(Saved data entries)
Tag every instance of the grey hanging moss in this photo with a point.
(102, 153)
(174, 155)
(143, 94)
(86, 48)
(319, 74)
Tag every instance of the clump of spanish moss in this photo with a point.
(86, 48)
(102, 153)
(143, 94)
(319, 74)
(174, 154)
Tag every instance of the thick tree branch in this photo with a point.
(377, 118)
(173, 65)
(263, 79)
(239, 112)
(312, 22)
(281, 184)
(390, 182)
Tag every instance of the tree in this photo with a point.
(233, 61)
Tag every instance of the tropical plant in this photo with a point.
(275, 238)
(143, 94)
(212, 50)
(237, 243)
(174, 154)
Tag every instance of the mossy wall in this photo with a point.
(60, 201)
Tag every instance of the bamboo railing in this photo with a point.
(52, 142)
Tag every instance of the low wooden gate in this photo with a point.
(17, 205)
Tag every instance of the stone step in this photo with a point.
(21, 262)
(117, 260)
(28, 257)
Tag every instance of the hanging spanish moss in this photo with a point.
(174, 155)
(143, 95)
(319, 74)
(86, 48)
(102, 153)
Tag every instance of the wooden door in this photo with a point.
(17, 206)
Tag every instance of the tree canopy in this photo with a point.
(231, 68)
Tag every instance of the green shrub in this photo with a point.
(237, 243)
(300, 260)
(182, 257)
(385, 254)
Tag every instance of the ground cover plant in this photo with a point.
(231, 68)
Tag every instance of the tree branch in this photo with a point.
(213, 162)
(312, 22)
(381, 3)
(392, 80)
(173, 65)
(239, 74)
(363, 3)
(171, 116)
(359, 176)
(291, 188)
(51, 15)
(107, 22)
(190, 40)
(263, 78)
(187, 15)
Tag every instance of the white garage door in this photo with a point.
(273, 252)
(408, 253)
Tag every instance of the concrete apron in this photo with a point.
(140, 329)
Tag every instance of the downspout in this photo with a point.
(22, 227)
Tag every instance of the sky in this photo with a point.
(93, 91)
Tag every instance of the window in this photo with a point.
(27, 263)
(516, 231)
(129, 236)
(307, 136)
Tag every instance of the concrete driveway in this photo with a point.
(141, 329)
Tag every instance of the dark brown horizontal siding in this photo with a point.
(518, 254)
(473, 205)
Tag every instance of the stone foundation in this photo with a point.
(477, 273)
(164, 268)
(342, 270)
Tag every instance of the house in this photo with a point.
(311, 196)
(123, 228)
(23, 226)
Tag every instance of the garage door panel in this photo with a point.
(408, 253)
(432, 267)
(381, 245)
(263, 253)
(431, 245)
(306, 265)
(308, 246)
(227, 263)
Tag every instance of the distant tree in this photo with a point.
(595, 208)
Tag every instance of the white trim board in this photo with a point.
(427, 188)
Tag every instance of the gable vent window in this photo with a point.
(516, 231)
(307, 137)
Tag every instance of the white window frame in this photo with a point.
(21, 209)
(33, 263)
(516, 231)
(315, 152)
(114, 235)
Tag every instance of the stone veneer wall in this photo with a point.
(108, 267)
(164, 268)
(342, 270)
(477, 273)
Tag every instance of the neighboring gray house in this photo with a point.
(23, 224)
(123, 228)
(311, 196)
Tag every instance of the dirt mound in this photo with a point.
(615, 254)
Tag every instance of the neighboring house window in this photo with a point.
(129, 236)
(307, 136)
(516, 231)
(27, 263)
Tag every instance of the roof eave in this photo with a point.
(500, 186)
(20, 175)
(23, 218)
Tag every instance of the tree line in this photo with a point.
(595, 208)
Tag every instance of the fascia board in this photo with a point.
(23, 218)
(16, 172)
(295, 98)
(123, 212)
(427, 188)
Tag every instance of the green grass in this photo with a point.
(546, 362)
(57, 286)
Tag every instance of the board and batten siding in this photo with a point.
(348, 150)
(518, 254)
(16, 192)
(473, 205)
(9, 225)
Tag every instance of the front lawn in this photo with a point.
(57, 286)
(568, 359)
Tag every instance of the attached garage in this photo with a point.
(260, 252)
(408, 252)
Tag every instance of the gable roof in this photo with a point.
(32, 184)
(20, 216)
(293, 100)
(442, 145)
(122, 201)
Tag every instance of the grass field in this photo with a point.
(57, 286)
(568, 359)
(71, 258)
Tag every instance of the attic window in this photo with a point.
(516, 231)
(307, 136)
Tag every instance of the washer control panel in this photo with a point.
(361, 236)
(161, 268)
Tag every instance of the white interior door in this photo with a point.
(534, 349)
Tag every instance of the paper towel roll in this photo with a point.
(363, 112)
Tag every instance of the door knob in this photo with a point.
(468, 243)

**Task description:** Begin with the line containing "Tag every instance of the board" and repeat each line exactly until the records above end.

**Task result:**
Tag every instance of the board and batten siding in this photo with a point.
(348, 150)
(518, 254)
(16, 192)
(473, 205)
(9, 225)
Tag every instance of the front lawn in this photo with a point.
(57, 286)
(568, 359)
Tag every instance of the attached garage in this photo with a point.
(260, 252)
(408, 252)
Tag every instance of the gable roof in this photo with a point.
(32, 184)
(20, 216)
(293, 100)
(442, 145)
(122, 201)
Tag every instance of the grass field in this photo with a point.
(57, 286)
(568, 359)
(71, 258)
Tag every instance of the attic window in this photo with a point.
(516, 231)
(307, 136)
Tag every instance of the washer control panel in this photo with a point.
(361, 236)
(161, 268)
Tag every instance of the white interior door in this photo with a point.
(534, 349)
Tag every instance of the paper towel roll in this photo with a point.
(363, 112)
Tag every instance of the door knob in this photo with a point.
(468, 243)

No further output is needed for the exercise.